● **Passage shown**:

'''

Semgrep SAST deployment succeeds when it is deployed progressively: audit mode first, developer review of findings, suppression of confirmed false positives, then blocking enforcement on high-confidence findings only. Custom rules for organization-specific patterns provide the coverage that distinguishes a security program that knows its own codebase from one relying solely on commercial registry rules. Track nosemgrep suppression rates and true positive rates monthly to maintain developer trust in the tool — a SAST scanner that developers trust to flag real vulnerabilities is the foundation of a functional shift-left security program.

Frequently asked questions

How do I write a basic Semgrep rule to detect a security vulnerability?

A Semgrep rule is a YAML file with five required fields: rules (the list), id (unique rule identifier), pattern (the code pattern to match), message (the finding description shown to developers), languages (the target language list), and severity (ERROR, WARNING, or INFO). A simple rule detecting use of MD5 for password hashing in Python looks like this: set rules, then under the first item set id to no-md5-password-hash, pattern to hashlib.md5(...), message to MD5 is cryptographically broken — use hashlib.sha256 or bcrypt for password hashing, languages to python, and severity to ERROR. Run it with semgrep --config path/to/rule.yaml . from the repository root. The rule matches any call to hashlib.md5() regardless of what arguments are passed. Refine the pattern to avoid false positives (such as MD5 used for non-security checksums) by adding pattern-not-inside conditions that exclude known safe usage contexts.

How do taint tracking rules work in Semgrep?

Semgrep taint tracking rules use the mode: taint field combined with pattern-sources (where user-controlled data enters the program), pattern-sanitizers (functions that safely clean or validate the data), and pattern-sinks (dangerous functions that should never receive unsanitized user data). A SQL injection taint rule for Python would set sources to Flask request.form and request.args field access, sanitizers to a parameterized query function, and sinks to cursor.execute() with string concatenation. When Semgrep analyzes the code, it builds a data flow graph and flags any path where a source reaches a sink without passing through a sanitizer. Taint rules generate more complex matches than simple pattern rules and require testing against both true-positive examples (vulnerable code) and true-negative examples (safe code with sanitization) to confirm the rule correctly distinguishes the two cases.

'''

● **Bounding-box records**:
'''

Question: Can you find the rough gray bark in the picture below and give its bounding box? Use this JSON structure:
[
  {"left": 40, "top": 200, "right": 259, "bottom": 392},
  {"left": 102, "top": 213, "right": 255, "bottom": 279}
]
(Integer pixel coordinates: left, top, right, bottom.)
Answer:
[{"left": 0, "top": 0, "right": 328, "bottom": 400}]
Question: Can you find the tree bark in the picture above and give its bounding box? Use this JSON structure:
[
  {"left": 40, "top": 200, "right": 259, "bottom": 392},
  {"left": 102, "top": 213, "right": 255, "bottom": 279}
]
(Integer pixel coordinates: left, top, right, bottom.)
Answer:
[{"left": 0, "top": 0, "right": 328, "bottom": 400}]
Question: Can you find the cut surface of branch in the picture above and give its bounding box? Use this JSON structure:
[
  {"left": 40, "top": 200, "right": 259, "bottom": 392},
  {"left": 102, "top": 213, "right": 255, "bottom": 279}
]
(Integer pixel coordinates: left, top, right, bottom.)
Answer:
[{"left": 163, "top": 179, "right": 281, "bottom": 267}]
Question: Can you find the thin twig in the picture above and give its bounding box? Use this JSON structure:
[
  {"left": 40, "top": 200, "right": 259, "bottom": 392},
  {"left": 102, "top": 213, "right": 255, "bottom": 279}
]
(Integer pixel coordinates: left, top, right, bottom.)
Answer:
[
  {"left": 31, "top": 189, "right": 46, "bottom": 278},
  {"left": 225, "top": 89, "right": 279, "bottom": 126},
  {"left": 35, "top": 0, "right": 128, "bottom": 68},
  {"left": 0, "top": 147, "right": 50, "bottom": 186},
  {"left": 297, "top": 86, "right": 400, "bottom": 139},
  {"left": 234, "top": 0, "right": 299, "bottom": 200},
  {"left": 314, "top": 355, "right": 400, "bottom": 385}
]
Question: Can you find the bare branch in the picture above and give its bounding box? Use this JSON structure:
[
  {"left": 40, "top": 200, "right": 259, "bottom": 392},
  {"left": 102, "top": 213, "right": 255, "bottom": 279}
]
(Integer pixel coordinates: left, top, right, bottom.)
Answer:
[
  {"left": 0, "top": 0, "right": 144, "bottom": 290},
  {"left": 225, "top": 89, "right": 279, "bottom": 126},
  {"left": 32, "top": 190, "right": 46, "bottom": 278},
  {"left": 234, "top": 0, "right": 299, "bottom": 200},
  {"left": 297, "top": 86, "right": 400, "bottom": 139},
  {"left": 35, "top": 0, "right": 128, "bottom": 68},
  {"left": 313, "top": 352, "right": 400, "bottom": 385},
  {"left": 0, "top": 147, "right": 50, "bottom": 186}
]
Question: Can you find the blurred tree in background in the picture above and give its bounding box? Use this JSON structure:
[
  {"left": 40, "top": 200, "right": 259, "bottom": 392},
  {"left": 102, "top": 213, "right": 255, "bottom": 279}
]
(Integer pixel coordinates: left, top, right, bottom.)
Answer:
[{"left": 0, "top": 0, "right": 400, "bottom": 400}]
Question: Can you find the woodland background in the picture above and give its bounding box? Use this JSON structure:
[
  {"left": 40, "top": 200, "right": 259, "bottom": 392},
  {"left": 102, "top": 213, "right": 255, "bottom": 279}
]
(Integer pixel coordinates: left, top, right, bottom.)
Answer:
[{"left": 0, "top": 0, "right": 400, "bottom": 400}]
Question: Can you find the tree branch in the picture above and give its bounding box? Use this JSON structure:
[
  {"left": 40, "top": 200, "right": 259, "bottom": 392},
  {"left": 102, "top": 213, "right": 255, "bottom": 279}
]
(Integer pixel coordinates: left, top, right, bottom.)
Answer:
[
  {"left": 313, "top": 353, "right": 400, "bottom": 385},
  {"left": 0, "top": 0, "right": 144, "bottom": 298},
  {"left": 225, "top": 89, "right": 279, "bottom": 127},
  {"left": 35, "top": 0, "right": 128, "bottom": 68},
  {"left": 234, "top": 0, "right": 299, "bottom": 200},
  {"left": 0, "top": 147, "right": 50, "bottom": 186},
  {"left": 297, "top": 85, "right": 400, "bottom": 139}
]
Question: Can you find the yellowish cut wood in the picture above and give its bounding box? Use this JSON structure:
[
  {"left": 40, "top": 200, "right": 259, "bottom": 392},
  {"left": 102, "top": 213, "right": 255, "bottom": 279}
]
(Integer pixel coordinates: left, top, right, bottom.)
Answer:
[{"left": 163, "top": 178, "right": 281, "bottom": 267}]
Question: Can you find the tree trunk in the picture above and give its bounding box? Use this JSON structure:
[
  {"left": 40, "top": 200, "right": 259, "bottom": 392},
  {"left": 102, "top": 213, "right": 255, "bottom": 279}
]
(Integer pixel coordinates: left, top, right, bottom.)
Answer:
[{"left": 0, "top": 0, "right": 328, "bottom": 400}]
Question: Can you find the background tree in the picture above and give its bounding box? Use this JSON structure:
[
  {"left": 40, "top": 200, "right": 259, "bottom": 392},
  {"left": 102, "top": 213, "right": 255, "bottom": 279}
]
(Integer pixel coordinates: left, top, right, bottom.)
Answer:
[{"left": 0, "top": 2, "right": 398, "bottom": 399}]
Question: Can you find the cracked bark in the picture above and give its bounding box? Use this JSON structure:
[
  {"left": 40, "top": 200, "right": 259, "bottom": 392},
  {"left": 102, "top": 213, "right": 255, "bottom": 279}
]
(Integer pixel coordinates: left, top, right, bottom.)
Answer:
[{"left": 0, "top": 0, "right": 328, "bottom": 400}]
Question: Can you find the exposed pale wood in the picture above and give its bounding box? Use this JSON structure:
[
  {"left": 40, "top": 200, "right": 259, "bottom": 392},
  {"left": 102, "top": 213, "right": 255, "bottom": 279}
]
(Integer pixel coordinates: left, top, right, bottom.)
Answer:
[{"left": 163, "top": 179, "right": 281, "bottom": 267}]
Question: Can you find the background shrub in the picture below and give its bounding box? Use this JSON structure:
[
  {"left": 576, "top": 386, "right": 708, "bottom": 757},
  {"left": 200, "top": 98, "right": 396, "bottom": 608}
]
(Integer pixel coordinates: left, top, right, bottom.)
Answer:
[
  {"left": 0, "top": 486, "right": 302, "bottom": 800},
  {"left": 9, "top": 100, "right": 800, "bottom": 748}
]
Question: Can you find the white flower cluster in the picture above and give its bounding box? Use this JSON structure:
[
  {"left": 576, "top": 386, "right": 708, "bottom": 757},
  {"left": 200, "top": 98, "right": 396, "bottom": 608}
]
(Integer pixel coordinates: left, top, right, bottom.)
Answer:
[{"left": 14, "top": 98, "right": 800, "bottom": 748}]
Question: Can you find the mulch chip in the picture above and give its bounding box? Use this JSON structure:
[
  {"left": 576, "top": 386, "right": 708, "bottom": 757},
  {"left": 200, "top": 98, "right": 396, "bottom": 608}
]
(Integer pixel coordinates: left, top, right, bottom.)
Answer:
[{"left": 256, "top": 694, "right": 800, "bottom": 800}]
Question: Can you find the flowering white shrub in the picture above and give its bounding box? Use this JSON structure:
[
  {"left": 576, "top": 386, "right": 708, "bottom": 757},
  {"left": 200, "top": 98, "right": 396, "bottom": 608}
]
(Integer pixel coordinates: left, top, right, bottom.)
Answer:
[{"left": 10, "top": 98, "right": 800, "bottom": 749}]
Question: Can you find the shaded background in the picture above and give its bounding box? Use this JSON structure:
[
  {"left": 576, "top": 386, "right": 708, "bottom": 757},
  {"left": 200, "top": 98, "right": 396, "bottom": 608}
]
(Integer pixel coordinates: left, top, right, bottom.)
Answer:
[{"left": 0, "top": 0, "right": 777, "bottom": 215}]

'''

● **Tasks**:
(1) Reproduce the Semgrep passage between "Semgrep SAST deployment" and "shift-left security program.", inclusive.
(2) Using the Semgrep passage, decide whether each statement agrees with it, answering yes or no and quoting the words that settle it: (a) blocking enforcement should be applied to every finding the scanner reports; (b) the MD5 rule matches a call to hashlib.md5() no matter what arguments are passed; (c) taint tracking rules rely on the mode: taint field.
(3) Extend the Semgrep passage, starting right after its final sentence.

● **Responses by task**:
(1)
Semgrep SAST deployment succeeds when it is deployed progressively: audit mode first, developer review of findings, suppression of confirmed false positives, then blocking enforcement on high-confidence findings only. Custom rules for organization-specific patterns provide the coverage that distinguishes a security program that knows its own codebase from one relying solely on commercial registry rules. Track nosemgrep suppression rates and true positive rates monthly to maintain developer trust in the tool — a SAST scanner that developers trust to flag real vulnerabilities is the foundation of a functional shift-left security program.

(2)
(a) No: "then blocking enforcement on high-confidence findings only."
(b) Yes: "The rule matches any call to hashlib.md5() regardless of what arguments are passed."
(c) Yes: "Semgrep taint tracking rules use the mode: taint field"

(3)
How do I integrate Semgrep into GitHub Actions CI/CD?

Create a GitHub Actions workflow file at .github/workflows/semgrep.yml that triggers on pull_request events. The workflow should checkout the code with actions/checkout, then run Semgrep using the returntocorp/semgrep-action step (for Semgrep Code with the cloud platform) or by installing Semgrep with pip install semgrep and running semgrep --config auto --error for OSS mode. For blocking enforcement: set the semgrep step to exit with code 1 on findings by using --error flag, which fails the workflow and blocks the pull request merge. Configure branch protection rules in GitHub to require this check to pass before merging. For Semgrep Code with the cloud platform, use the SEMGREP_APP_TOKEN secret and the cloud platform handles finding management, deduplication, and triage workflow. Set the workflow to also run on push to main to catch any findings that bypassed the PR check.

How do I reduce false positives in Semgrep to prevent developer friction?

The false positive reduction process for Semgrep has three steps: rule selection, rule refinement, and finding triage workflow. For rule selection, do not enable all registry rules simultaneously — start with the rules in the semgrep:defaults or p/ci rulesets which have been curated for low false positive rates, then expand based on your technology stack (p/python, p/javascript, p/java). For rule refinement, add pattern-not and pattern-not-inside conditions to rules that generate systematic false positives: if a rule for unsafe deserialization fires on every use of JSON.parse (a false positive because JSON.parse does not execute code), add pattern-not for JSON.parse specifically. For finding triage, categorize all initial findings before enabling blocking enforcement — a batch of 500 findings on the first run should be triaged to identify true positives before any blocking policies are enabled, so developers are not blocked on known false positives.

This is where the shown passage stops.